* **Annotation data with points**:
------------------------------------------------------------

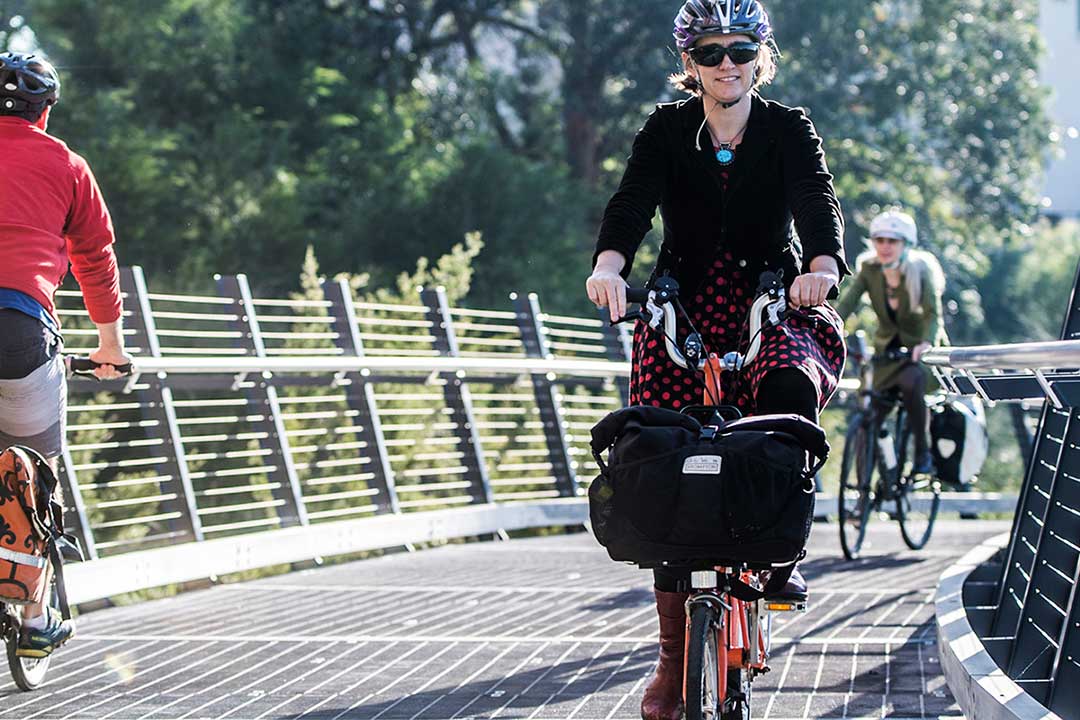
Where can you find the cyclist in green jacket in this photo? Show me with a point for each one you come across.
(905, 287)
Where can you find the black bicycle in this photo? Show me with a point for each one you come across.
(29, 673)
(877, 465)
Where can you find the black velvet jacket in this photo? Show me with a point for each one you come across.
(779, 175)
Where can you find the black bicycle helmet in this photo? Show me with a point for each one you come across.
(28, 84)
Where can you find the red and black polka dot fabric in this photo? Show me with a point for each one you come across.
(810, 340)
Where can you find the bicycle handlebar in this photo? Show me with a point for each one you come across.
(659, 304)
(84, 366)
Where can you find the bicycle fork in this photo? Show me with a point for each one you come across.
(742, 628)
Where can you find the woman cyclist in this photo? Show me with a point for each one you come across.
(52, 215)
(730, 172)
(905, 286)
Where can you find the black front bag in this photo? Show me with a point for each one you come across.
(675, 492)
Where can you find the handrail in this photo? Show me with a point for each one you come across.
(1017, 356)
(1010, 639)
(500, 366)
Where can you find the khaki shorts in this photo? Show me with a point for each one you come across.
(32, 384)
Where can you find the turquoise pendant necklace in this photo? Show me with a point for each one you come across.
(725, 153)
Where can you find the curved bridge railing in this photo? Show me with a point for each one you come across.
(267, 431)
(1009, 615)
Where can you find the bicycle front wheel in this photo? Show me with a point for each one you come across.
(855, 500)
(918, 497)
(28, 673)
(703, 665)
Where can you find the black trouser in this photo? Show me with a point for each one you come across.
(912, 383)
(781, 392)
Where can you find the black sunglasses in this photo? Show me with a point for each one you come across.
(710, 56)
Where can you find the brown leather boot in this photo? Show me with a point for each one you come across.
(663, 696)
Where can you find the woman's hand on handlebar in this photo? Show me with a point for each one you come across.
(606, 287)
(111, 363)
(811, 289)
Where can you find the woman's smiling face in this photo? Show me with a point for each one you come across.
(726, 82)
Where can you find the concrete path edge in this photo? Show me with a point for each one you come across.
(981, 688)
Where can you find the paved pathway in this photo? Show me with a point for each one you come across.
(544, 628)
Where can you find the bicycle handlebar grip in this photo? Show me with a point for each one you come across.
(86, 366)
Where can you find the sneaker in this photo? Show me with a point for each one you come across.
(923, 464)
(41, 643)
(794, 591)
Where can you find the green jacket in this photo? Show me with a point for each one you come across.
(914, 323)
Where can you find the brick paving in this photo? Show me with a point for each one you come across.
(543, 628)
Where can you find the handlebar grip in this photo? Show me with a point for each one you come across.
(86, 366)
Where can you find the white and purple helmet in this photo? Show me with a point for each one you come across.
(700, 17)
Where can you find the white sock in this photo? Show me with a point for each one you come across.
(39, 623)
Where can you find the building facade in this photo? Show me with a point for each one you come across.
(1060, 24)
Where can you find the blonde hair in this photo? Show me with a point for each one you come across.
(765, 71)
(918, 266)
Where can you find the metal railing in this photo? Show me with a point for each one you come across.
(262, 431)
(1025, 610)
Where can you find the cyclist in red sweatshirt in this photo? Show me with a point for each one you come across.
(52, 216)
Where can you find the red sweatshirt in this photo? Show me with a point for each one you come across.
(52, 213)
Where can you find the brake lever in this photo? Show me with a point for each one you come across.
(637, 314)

------------------------------------------------------------

* **WORK TO BE COMPLETED**: Can you copy the whole listing above word for word, leaving the pictures out?

* **CORRECT OUTPUT**:
Where can you find the cyclist in green jacket in this photo? Show me with a point for each one you come across.
(905, 287)
Where can you find the black bicycle in this photo? Show me with a point for each one you come across.
(29, 673)
(877, 465)
Where can you find the black velvet jacket in this photo? Show me with a point for each one you come across.
(779, 175)
Where can you find the black bicycle helmet in this photo? Show me with a point for each one you come across.
(28, 84)
Where can you find the red and black polka dot fabric in this photo? Show me with a point for each one you come across.
(810, 340)
Where can you find the bicycle handlebar in this photo? Show me with a point for each one you come across.
(659, 304)
(84, 366)
Where can you find the bicycle fork in this photo? Show me with a point for each one you come across.
(742, 628)
Where can you find the woman cyclist in this photo? Show me with a point for each one you come across.
(52, 215)
(730, 172)
(905, 286)
Where can you find the black front bag in this photo? Show me with a point for each one you come across.
(675, 492)
Where can you find the handrail in this photo? Show me with a point for each one you come across.
(1017, 356)
(1010, 639)
(500, 366)
Where can you find the khaki shorts in this photo? Show me with a point for each one you come across.
(32, 384)
Where can you find the turquoise pendant necklace in this photo? Show me with a point for each one you come across.
(725, 153)
Where can you find the curved bridge railing in this photo? Show me with a point for each one you come across.
(267, 431)
(1009, 615)
Where can you find the bicycle front wheel in this photo? Show me with a point for each one you come across.
(855, 500)
(918, 497)
(28, 673)
(703, 665)
Where can you find the black trouser in this photo? Show me with a point for each one you come across.
(912, 383)
(781, 392)
Where can you find the black sunglasses in this photo? Show me with a point for each one you come across.
(710, 56)
Where can you find the brown leather boot in this photo? Show me with a point for each one you come across.
(663, 696)
Where can you find the woman's hand on handlebar in this photo? Show me with a point for each one you come across.
(606, 287)
(111, 363)
(811, 289)
Where can you find the woman's smiling face in this photo? Show me with a point for each one you come across.
(726, 82)
Where can you find the concrete path edge in this photo? Show me with a point for each one you come across.
(981, 688)
Where can you find the paved pathway in this photo? Show me with a point for each one you come across.
(544, 628)
Where can you find the bicycle handlebar grip in this photo? Show me with a point for each one you come across.
(86, 366)
Where can you find the sneaker in this photo? Show me with a point for each one you come across.
(923, 464)
(41, 643)
(794, 591)
Where can you find the green jacket in this photo? Show me with a point for each one you come across.
(914, 323)
Where can you find the brick paving in this photo? Show me with a point for each one you come across.
(543, 628)
Where can you find the handlebar grip in this photo? Show me with a point for each one you come across.
(86, 366)
Where can you find the white and purple helmet in this photo? Show me with a point for each one you come across.
(700, 17)
Where can you find the white sock in this photo? Show me with a point for each one you come across.
(39, 623)
Where can you find the building facade in this photo? Show me with a point for each one you come across.
(1060, 24)
Where can you find the blonde hair in this photo? Show me with a point for each one you come across.
(765, 71)
(918, 266)
Where can you find the metal railing in this photo? Show me with a point for each one you come across.
(262, 431)
(1025, 610)
Where can you find the cyclist in red sweatshirt in this photo? Show me with a point for each one you come across.
(52, 216)
Where can you find the red sweatshirt in this photo? Show me with a point for each one you come across.
(52, 213)
Where can you find the brake lever in this photo? Show me with a point for each one you come across.
(637, 314)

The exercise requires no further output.